— BEGIN DATASET —

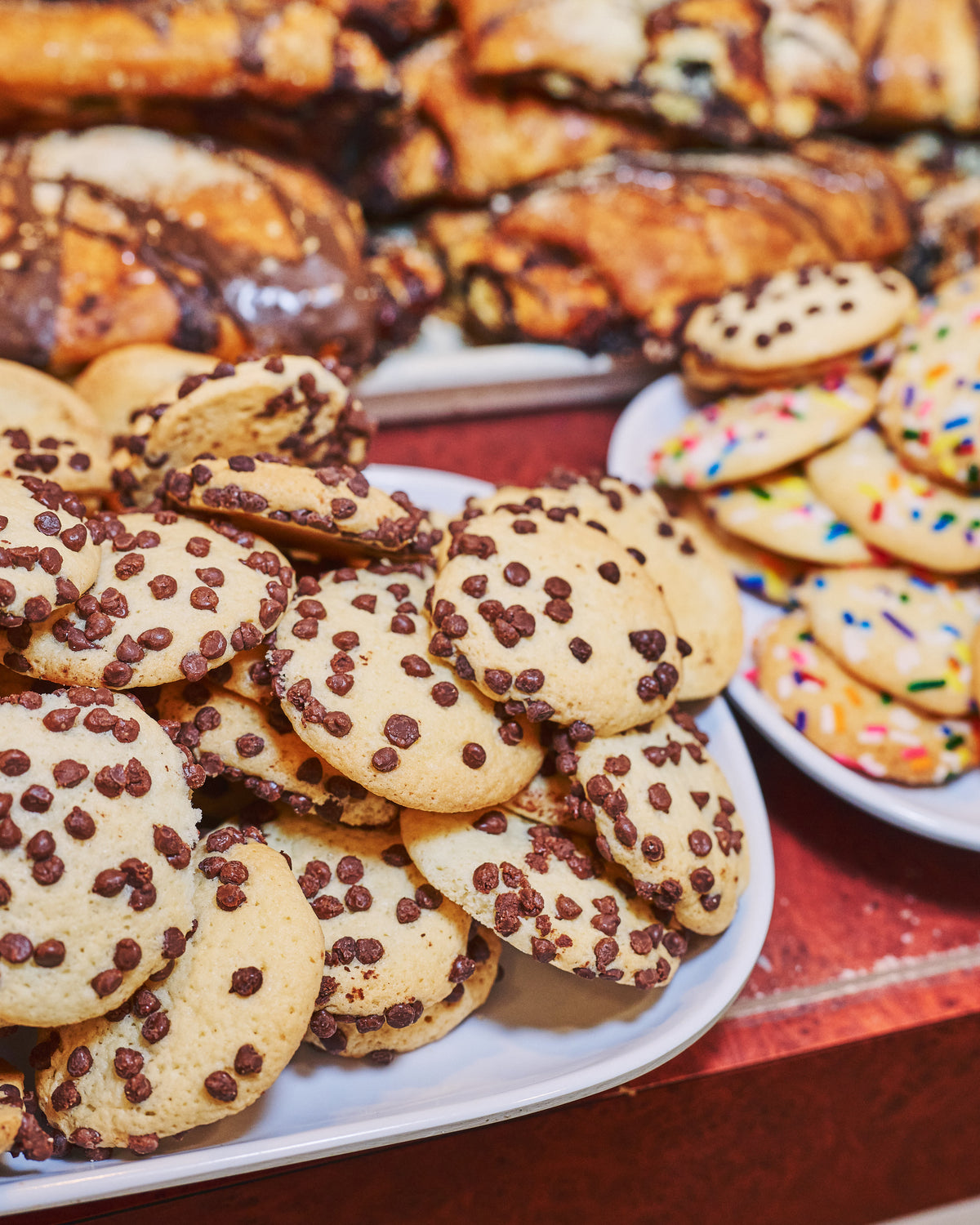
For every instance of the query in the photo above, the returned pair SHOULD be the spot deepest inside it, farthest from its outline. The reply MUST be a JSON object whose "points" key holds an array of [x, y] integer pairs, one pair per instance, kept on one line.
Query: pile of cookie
{"points": [[284, 759], [840, 473]]}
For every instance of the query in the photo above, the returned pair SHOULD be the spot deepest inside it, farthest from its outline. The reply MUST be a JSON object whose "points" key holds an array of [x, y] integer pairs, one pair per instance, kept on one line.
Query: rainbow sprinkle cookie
{"points": [[756, 570], [931, 399], [977, 670], [899, 632], [899, 511], [859, 727], [746, 436], [782, 512]]}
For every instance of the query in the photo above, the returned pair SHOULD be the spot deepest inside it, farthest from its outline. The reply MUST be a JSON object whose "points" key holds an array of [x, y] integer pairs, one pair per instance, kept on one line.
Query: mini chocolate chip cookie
{"points": [[173, 599], [47, 556], [208, 1036], [546, 892], [291, 407], [96, 838], [664, 811], [394, 945], [122, 381], [256, 745], [795, 326], [49, 430], [321, 510], [693, 580], [359, 683], [556, 619], [375, 1039]]}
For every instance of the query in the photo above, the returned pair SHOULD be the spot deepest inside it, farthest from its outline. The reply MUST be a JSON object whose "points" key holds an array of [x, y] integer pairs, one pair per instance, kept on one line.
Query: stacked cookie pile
{"points": [[284, 760], [840, 473]]}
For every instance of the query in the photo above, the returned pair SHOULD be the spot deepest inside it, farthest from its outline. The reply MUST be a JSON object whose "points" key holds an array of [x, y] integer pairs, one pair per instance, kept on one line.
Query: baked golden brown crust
{"points": [[282, 49], [458, 140], [730, 68], [921, 61], [328, 130], [119, 235], [394, 24], [617, 255]]}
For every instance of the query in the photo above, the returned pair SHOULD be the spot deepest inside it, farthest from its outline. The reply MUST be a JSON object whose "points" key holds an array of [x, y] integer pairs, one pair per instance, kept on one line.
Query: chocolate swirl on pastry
{"points": [[282, 49], [119, 234], [617, 255]]}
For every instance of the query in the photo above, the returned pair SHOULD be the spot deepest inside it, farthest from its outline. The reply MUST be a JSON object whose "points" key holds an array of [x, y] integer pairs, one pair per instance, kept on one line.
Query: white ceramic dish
{"points": [[443, 375], [546, 1038], [948, 813]]}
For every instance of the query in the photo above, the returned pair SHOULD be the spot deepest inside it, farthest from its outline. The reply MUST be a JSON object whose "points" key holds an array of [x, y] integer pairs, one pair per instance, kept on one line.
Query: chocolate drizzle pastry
{"points": [[617, 255], [282, 49], [730, 69], [122, 234]]}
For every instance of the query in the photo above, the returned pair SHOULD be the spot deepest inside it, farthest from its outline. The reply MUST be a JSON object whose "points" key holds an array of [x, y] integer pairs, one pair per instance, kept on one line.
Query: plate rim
{"points": [[886, 801], [29, 1190]]}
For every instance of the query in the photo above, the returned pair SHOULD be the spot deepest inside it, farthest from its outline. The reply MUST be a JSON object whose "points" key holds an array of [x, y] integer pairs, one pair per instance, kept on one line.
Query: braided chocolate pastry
{"points": [[120, 234], [732, 69], [457, 140], [282, 49], [617, 256], [921, 61]]}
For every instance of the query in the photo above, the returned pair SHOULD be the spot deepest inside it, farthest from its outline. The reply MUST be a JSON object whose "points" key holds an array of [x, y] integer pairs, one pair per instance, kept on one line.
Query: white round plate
{"points": [[543, 1039], [948, 813]]}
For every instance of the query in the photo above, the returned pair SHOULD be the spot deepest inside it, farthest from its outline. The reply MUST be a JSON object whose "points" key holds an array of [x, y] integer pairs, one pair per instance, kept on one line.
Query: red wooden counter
{"points": [[842, 1087]]}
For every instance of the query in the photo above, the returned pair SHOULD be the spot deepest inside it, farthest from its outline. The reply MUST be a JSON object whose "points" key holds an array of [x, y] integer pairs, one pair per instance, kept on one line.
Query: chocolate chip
{"points": [[222, 1087], [66, 1097], [327, 906], [78, 823], [229, 897], [358, 898], [402, 730], [581, 649], [659, 798], [385, 760], [652, 849], [651, 644], [487, 877], [105, 982], [350, 870], [474, 755], [396, 855], [475, 586], [14, 762], [198, 546], [66, 773], [156, 1027], [429, 897], [445, 693], [247, 1060], [247, 982], [137, 1088]]}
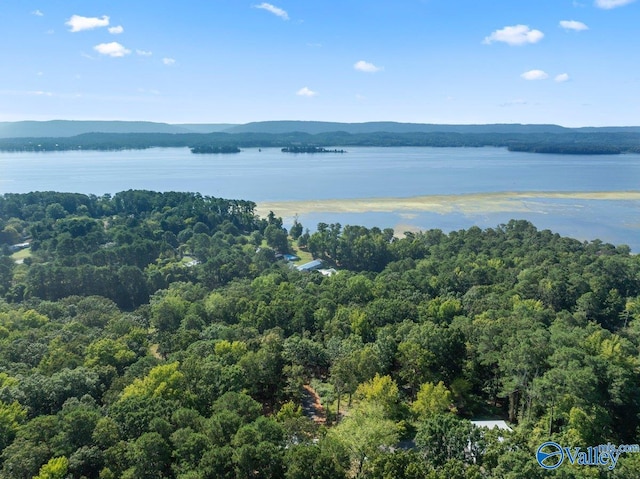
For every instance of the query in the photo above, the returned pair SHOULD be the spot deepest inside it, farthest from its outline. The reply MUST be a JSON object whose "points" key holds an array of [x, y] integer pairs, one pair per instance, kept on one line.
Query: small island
{"points": [[214, 149], [309, 149]]}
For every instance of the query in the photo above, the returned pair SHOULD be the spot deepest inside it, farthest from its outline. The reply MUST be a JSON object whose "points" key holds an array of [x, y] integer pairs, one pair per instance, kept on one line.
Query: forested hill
{"points": [[65, 128], [161, 335], [569, 142]]}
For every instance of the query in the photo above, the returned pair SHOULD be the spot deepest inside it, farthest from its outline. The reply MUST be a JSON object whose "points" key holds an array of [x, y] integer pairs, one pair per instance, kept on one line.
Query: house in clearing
{"points": [[310, 266]]}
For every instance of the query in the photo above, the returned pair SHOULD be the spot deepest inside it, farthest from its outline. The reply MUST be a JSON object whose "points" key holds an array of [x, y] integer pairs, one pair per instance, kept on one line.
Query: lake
{"points": [[585, 197]]}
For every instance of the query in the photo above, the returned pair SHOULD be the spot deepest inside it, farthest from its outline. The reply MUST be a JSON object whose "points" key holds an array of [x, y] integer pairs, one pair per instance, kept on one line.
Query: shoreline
{"points": [[461, 203]]}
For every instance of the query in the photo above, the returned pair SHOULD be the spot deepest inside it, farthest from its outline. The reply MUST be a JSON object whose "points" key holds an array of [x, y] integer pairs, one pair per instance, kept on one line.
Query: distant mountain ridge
{"points": [[69, 128]]}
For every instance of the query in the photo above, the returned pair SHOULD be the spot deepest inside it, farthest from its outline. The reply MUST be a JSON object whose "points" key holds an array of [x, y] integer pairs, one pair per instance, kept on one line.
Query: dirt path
{"points": [[311, 405]]}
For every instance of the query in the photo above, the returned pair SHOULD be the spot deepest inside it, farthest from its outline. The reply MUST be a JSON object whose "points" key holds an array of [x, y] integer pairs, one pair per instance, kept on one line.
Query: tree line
{"points": [[151, 335]]}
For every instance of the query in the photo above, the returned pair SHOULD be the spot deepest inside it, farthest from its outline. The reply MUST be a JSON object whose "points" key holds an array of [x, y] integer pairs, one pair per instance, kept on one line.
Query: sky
{"points": [[566, 62]]}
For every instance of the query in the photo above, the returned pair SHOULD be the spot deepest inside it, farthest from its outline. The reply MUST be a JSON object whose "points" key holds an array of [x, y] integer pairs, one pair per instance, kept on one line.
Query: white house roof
{"points": [[502, 425]]}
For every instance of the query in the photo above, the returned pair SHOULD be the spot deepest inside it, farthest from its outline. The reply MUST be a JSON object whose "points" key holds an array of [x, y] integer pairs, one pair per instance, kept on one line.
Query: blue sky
{"points": [[573, 63]]}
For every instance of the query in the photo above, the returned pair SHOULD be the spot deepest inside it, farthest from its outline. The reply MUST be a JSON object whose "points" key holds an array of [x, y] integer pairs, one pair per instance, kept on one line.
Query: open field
{"points": [[443, 204]]}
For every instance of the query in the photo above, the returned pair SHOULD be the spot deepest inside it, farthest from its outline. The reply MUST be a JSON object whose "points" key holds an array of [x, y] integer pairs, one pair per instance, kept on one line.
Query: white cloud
{"points": [[306, 92], [535, 75], [516, 102], [273, 9], [366, 67], [573, 25], [609, 4], [515, 35], [78, 23], [113, 49]]}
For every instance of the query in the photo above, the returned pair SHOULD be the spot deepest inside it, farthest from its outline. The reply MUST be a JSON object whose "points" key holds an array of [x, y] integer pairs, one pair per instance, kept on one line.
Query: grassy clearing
{"points": [[21, 255], [304, 256]]}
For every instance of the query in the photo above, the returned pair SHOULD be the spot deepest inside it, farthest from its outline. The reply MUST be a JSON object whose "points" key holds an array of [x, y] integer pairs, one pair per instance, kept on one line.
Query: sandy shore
{"points": [[468, 203]]}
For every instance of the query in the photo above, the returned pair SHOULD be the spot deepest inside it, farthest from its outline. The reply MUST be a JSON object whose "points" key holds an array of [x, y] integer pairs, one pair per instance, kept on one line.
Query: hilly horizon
{"points": [[70, 128]]}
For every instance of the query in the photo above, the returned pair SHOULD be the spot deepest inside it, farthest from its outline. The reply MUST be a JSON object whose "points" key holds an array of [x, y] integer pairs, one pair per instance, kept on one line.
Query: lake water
{"points": [[272, 176]]}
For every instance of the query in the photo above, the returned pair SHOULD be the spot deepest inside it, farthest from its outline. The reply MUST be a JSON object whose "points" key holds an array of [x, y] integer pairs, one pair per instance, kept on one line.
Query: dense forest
{"points": [[570, 142], [160, 335]]}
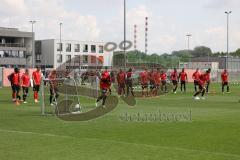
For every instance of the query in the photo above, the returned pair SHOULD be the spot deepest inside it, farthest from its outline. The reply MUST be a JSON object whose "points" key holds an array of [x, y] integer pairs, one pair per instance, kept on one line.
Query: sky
{"points": [[102, 20]]}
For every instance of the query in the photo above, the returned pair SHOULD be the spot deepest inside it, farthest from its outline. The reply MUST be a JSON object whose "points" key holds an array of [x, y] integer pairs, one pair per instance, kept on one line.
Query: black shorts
{"points": [[129, 83], [183, 82], [152, 85], [121, 85], [164, 82], [36, 88], [196, 83], [53, 90], [15, 88], [25, 90], [225, 83], [144, 86], [157, 86], [201, 87], [174, 82]]}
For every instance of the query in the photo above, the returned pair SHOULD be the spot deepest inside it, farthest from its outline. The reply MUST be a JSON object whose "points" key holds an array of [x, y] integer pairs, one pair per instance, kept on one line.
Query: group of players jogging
{"points": [[23, 81], [156, 80], [152, 82]]}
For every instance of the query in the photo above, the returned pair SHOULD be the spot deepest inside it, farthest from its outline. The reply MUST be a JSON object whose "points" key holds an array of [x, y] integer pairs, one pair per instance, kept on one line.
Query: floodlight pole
{"points": [[124, 44], [33, 55], [228, 13]]}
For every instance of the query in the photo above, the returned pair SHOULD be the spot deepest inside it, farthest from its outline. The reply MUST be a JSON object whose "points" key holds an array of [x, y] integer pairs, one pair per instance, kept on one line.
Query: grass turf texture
{"points": [[213, 133]]}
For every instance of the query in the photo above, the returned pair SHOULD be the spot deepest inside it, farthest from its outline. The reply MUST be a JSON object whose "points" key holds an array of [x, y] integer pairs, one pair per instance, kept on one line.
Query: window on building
{"points": [[68, 47], [93, 49], [93, 59], [38, 58], [59, 58], [59, 47], [100, 60], [85, 48], [100, 49], [77, 59], [68, 58], [77, 47], [85, 59]]}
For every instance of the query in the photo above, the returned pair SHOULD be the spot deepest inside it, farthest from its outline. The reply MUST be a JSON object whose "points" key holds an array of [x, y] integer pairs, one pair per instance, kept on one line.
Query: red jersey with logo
{"points": [[224, 77], [37, 77], [105, 81], [16, 79], [183, 76], [25, 80], [129, 75], [163, 77], [52, 81], [157, 78], [202, 79], [144, 77], [151, 76], [196, 75], [174, 76], [121, 77]]}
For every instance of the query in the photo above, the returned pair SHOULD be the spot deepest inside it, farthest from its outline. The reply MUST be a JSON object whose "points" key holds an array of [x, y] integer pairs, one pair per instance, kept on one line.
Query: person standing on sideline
{"points": [[144, 79], [129, 82], [163, 77], [208, 80], [224, 77], [53, 87], [157, 81], [15, 81], [183, 79], [105, 82], [195, 77], [25, 84], [36, 77], [174, 78], [121, 80], [201, 84]]}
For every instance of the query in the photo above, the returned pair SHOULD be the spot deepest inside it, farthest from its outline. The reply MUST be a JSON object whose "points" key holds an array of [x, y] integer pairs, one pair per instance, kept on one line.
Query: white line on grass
{"points": [[121, 142]]}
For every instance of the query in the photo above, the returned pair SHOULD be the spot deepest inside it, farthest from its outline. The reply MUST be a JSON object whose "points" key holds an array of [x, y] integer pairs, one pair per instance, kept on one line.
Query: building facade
{"points": [[200, 65], [232, 63], [16, 48], [51, 53]]}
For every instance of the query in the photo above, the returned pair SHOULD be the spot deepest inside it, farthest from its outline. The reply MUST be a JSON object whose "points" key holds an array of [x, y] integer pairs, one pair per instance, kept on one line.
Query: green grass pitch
{"points": [[212, 134]]}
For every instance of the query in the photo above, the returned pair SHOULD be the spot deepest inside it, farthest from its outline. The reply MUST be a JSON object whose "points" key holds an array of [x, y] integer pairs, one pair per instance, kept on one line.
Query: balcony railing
{"points": [[19, 45]]}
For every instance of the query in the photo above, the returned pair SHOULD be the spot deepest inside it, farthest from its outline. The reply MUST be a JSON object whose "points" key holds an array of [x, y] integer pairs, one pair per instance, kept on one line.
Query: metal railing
{"points": [[19, 45]]}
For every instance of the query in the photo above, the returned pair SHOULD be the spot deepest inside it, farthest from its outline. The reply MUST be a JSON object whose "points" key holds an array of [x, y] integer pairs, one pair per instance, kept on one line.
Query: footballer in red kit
{"points": [[53, 87], [201, 83], [224, 77], [129, 82], [157, 81], [25, 84], [144, 82], [15, 80], [208, 80], [121, 80], [105, 83], [195, 77], [183, 79], [151, 81], [36, 77], [174, 78], [163, 77]]}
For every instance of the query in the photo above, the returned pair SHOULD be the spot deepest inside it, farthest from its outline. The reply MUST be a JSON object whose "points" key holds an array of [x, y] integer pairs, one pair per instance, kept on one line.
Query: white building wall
{"points": [[107, 55]]}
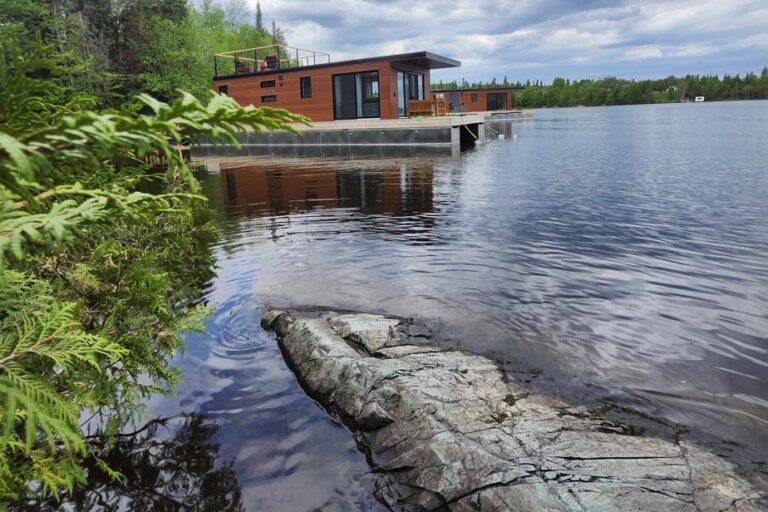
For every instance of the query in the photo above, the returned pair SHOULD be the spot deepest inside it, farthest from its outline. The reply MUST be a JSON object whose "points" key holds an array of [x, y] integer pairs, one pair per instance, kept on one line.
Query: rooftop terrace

— END DATASET —

■ WORK TO DO:
Locate every line in the listing above that contains the string "chip" and copy each of those lines in full.

■ ANSWER:
Query: mini chocolate chip cookie
Query: chocolate chip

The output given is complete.